→ SUPPLIED TEXT
I've done a few book reviews here before and offered various suggested readings for various era replays. I think it goes hand-in-hand. Those of us who spend months, years, doing replays, also read a lot. Sports history and biographies are probably some of the replayers' staple material.

While I finished “The Colonel and Hug,” which was a well-researched book (the details of the death of Huggins was rather short, though: “Huggins got sick. He died. New chapter.”), I thought about getting that 1927 season. I have another baseball book on deck to read next, though. “Big Data Baseball,” by Travis Sawchik, a “Moneyball” look at the 2013 Pittsburgh Pirates' first winning season in 20 years, may motivate me to grab that season's replay from APBA.

First, though, I need to finish the 1950 replay. Then it's on to 1991 and Tom Kelley's book.

Thursday, May 14, 2015

Two Doubleheaders: Sept. 4, 1950

When you reach Labor Day in an APBA baseball replay, you know the season is drawing to a close and each game takes on more importance. Teams only have about 20 to 25 games left to play and the pennant races are taking final shape.

If you make it this far in a replay, it's a landmark, a milestone and a motivation to continue on to see how the season turns out.

In my 1950 replay, the New York Yankees have all but captured the American League pennant. As of Sept. 4, 1950, the team is 9 games in front of Boston with a 93-40 record. Unless I see the biggest collapse in any replay I've ever done, the Yanks should soon be selling World Series tickets.

But the National League is a different story, and two doubleheaders on the 1950 Labor Day took on the big-game feel.

Brooklyn traveled to Boston for two while Philadelphia hosted the league-leading Giants.

→ ASSIGNED TASK 1
Please rewrite the APBA replay post, starting with "If you make" and going on through "World Series tickets.", with "milestone" replaced by "turning point".
→ ASSIGNED TASK 2
Which distinct four-digit years appear in the APBA replay post? Give them in the order they first occur.
→ ASSIGNED TASK 3
Take the APBA replay post further from its last sentence.

→ GIVEN INFORMATION
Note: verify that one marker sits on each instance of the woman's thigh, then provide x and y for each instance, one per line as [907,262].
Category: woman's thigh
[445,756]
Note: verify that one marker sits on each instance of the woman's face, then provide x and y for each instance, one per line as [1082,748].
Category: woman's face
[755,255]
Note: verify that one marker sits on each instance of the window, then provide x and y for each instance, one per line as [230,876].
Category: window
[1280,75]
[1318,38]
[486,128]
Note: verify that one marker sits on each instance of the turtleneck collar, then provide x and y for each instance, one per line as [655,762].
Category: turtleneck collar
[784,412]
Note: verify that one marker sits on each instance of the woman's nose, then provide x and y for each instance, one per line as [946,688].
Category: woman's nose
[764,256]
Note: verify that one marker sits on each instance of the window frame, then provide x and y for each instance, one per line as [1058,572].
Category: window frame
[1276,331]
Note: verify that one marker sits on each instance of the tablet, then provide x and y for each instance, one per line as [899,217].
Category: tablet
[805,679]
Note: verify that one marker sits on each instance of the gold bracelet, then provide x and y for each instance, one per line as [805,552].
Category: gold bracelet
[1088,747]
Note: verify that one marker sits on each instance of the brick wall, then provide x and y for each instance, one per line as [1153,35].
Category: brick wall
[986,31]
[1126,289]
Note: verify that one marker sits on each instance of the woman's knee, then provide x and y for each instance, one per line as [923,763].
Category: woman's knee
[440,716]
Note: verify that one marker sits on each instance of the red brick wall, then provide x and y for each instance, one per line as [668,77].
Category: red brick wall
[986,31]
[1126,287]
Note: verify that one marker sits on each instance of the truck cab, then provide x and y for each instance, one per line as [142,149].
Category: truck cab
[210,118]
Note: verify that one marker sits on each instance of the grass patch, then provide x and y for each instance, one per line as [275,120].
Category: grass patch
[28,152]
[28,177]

→ ANSWER SPACE 1
If you make it this far in a replay, it's a landmark, a turning point and a motivation to continue on to see how the season turns out.

In my 1950 replay, the New York Yankees have all but captured the American League pennant. As of Sept. 4, 1950, the team is 9 games in front of Boston with a 93-40 record. Unless I see the biggest collapse in any replay I've ever done, the Yanks should soon be selling World Series tickets.

→ ANSWER SPACE 2
1927, 2013, 1950, 1991, 2015

→ ANSWER SPACE 3
When Sept. 4 began, here were how the four teams fared in the standings:

NY Giants 75-55
Boston 72-57
Brooklyn 71-58
Philadelphia 63-70

It's been a close race during the season. Boston led for much of the way, but the Giants, with Sal Maglie on the mound and Monte Irvin at bat, surged ahead in mid-August. The games had the pennant-race feel to them.

Brooklyn at Boston
Game 1 – Don Newcombe pitched the entire game for the Dodgers and Johnny Sain lasted eight innings for Boston before he gave up four runs. The teams were scoreless through five innings. Sain was perfect through the first three innings and only gave up a double to Duke Snider through five innings.

But in the sixth, Brooklyn scored two and then added four more runs on singles and sacrifice flies. It wasn't an impressive slugfest for the Bums, but they took the victory, 6-0. Newcome earned his 20th victory of the season.

Game 2 – Gil Hodges slammed a home run in the second, giving the Dodgers a 2-0 lead that held through eight and two-third innings. Preacher Roe gave up only four hits, but Warren Spahn hurled a masterpiece of his own, giving up five hits while on the mound.

The Dodgers were hoping for a second shutout, but with two outs in the bottom of the ninth, Earl Torgeson slapped a single and Bob Elliott, the Braves' third baseman who had gone 0 for 7 in the two games up to that point, launched his own homer into the Braves Field bleachers. The game headed into extra innings knotted at 2 apiece.

In the tenth inning, Tommy Brown hit a Bobby Hogue pitch into the stands and the Bums led, 4-2. Dan Bankhead picked up his 10th save and the Dodgers swept Boston. Now they had to see how the Giants would do.

New York Giants at Philadelphia
Game 1 – As the first NASCAR race began in Darlington, S.C., on Sept. 4, 1950, the Phillies were taking the field in Shibe Park some 550 miles to the north. New York took a quick 2-0 lead after the Giant's half of the first, but Philadelphia battled back, scoring lone runs in the second and fourth innings, both on sacrifice flies by Mike Golait. But Monte Irvin drove in two runs in the fifth inning for the Giants and New York held on to win, 6-4.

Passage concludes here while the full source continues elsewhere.